▶ Exercise details: Pull out the listing lines word for word, beginning with the line that contains "The sequence of" and continuing through the line that contains "positive clicks: (306, 111)".

Dataset records:
○ ○ ○ ○ ○

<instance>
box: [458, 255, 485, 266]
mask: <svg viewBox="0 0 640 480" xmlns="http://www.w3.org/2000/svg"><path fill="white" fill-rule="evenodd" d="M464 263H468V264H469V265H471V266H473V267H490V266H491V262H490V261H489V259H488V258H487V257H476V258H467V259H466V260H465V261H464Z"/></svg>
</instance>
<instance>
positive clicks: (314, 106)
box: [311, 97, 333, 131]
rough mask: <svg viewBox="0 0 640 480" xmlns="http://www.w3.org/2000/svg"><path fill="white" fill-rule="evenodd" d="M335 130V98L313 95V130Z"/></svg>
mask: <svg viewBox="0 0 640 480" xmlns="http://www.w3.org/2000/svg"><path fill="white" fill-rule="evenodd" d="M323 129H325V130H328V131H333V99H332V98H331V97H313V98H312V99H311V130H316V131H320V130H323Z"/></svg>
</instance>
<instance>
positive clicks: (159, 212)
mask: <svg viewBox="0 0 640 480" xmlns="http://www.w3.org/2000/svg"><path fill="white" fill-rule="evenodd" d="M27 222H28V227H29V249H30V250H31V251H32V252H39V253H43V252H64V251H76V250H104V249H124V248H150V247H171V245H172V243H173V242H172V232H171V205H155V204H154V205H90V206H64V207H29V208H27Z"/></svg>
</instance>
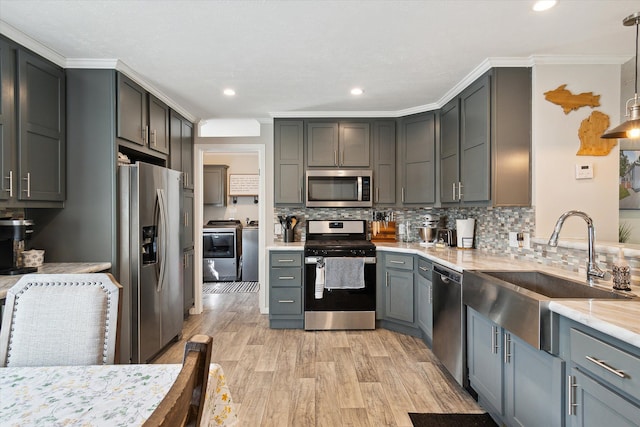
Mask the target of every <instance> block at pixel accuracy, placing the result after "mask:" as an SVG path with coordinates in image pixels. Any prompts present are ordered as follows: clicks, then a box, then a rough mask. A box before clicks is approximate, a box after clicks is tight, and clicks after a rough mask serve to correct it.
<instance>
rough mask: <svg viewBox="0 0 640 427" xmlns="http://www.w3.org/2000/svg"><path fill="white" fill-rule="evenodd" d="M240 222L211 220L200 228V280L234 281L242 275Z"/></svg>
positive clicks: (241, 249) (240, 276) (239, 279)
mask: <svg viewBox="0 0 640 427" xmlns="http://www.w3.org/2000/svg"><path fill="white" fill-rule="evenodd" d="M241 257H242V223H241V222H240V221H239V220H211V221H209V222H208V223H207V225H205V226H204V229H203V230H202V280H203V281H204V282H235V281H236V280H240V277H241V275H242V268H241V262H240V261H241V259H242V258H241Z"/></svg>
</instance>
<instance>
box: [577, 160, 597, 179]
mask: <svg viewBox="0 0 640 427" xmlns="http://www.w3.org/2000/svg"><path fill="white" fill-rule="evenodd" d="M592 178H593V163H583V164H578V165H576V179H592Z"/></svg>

○ ○ ○ ○ ○

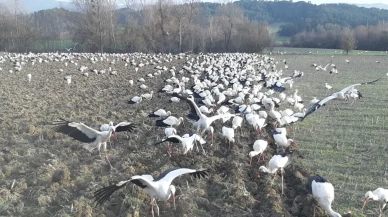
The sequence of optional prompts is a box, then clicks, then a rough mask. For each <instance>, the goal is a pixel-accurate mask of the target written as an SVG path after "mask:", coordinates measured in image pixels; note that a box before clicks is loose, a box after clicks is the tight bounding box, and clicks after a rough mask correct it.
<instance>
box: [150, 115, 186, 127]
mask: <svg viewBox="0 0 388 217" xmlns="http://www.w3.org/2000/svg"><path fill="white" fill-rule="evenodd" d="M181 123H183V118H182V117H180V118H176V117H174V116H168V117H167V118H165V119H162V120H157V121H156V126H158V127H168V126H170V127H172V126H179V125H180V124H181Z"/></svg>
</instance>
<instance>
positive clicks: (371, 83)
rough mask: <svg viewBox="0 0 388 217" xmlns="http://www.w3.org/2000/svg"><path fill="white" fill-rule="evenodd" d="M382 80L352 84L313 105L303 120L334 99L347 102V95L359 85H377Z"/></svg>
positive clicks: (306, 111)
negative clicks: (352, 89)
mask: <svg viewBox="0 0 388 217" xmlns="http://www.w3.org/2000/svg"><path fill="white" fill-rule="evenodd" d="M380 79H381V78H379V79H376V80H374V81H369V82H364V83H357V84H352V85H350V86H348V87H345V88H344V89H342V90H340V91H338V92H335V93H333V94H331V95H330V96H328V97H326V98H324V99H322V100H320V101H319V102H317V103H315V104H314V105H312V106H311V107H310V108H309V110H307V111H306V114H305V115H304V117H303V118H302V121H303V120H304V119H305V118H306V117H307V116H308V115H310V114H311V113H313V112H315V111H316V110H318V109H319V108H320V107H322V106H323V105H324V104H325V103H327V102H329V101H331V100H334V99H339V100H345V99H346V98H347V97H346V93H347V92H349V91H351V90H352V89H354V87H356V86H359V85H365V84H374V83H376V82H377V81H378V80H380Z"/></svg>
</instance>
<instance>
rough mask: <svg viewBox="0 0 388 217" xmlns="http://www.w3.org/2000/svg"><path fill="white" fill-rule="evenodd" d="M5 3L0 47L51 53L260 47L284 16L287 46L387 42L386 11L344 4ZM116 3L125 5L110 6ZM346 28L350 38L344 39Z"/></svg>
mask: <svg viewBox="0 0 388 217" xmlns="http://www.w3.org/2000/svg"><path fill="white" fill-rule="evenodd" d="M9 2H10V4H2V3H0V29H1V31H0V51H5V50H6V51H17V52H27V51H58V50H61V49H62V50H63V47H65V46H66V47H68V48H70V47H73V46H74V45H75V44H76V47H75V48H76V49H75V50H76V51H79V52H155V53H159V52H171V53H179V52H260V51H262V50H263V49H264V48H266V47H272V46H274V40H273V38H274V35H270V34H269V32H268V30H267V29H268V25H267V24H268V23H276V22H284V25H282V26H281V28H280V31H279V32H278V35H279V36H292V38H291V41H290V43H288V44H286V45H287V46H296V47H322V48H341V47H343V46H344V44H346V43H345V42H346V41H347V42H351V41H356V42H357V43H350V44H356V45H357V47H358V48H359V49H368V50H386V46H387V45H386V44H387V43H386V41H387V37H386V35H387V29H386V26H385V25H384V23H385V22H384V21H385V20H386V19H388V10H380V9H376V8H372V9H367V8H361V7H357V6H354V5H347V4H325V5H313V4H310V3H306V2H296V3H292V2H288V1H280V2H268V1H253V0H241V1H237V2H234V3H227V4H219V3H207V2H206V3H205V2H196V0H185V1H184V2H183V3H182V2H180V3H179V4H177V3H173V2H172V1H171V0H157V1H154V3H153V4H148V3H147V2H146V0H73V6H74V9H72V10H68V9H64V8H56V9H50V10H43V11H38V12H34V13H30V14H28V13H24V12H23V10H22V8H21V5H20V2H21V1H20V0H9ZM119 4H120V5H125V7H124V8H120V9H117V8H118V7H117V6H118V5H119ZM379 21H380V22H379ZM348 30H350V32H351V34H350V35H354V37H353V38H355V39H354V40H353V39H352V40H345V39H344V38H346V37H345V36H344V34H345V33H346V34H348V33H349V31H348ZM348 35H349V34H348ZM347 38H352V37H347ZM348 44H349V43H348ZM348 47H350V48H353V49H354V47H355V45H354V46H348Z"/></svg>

○ ○ ○ ○ ○

▶ Output below:
The sequence of optional prompts is a box, then clicks, then a rough mask. For each <instance>, the goal is a pixel-accurate mask of the target written as an SVG path after "mask:", coordinates measured in image pixels; note that a box before clicks is loose, a box after clicks is the tight bounding box, and clicks after a rough mask correct it.
<instance>
box: [150, 115, 186, 127]
mask: <svg viewBox="0 0 388 217" xmlns="http://www.w3.org/2000/svg"><path fill="white" fill-rule="evenodd" d="M181 123H183V118H182V117H180V118H176V117H174V116H168V117H167V118H165V119H162V120H157V121H156V126H158V127H168V126H170V127H172V126H179V125H180V124H181Z"/></svg>
</instance>
<instance>
positive clicks: (371, 83)
rough mask: <svg viewBox="0 0 388 217" xmlns="http://www.w3.org/2000/svg"><path fill="white" fill-rule="evenodd" d="M382 80L352 84L313 105L303 120L334 99L347 102V95L359 85H377Z"/></svg>
positive clicks: (306, 111)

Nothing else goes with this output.